━━━━━ Excerpted passage

Slowdown, plus tax terror, hits entrepreneurs hard

THE ASIAN AGE. | G. V. ANSHUMAN RAO
Published : Aug 7, 2019, 1:33 am IST
Updated : Aug 7, 2019, 1:33 am IST

Siddhartha, in his letter, alleged how harassment from the income tax department had led to a serious liquidity crunch for the company.

V.G. Siddhartha
 V.G. Siddhartha

The death of Cafe Coffee Day founder V.G. Siddhartha has sent shock waves throughout the business communit. It is still grappling with the query as to how a man who successfully built a business empire as large as this enterprise could be driven to take his own life. Siddhartha’s letter, which he wrote before he went missing, does offer a glimpse into the circumstances that forced him to take the extreme step. Siddhartha, in his letter, alleged how harassment from the income tax department had led to a serious liquidity crunch for the company.

“There was a lot of harassment from the previous DG, income tax, who attached our shares on two separate occasions to block our Mindtree deal and then took possession of our Cafe Coffee Day shares, though the revised returns had been filed by us. This is very unfair and has led to serious liquidity crunch,” the letter read.

━━━━━━━━━━

» **Written task**
Reproduce the entire article about the Cafe Coffee Day founder, word for word. This material comes from a different source than the article.

━━━━━ Data shown

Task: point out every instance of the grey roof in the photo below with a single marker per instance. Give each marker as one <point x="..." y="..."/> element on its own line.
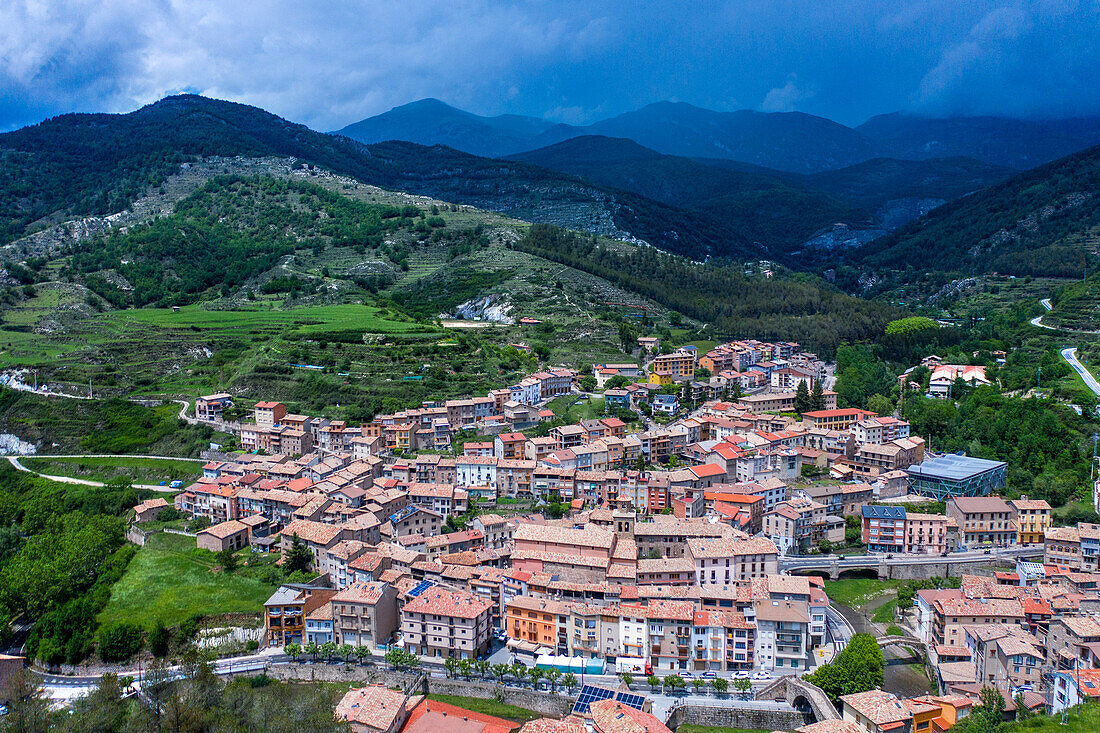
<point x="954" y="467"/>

━━━━━━━━━━

» **Output**
Slowdown, plus tax terror, hits entrepreneurs hard

THE ASIAN AGE. | G. V. ANSHUMAN RAO
Published : Aug 7, 2019, 1:33 am IST
Updated : Aug 7, 2019, 1:33 am IST

Siddhartha, in his letter, alleged how harassment from the income tax department had led to a serious liquidity crunch for the company.

V.G. Siddhartha
 V.G. Siddhartha

The death of Cafe Coffee Day founder V.G. Siddhartha has sent shock waves throughout the business communit. It is still grappling with the query as to how a man who successfully built a business empire as large as this enterprise could be driven to take his own life. Siddhartha’s letter, which he wrote before he went missing, does offer a glimpse into the circumstances that forced him to take the extreme step. Siddhartha, in his letter, alleged how harassment from the income tax department had led to a serious liquidity crunch for the company.

“There was a lot of harassment from the previous DG, income tax, who attached our shares on two separate occasions to block our Mindtree deal and then took possession of our Cafe Coffee Day shares, though the revised returns had been filed by us. This is very unfair and has led to serious liquidity crunch,” the letter read.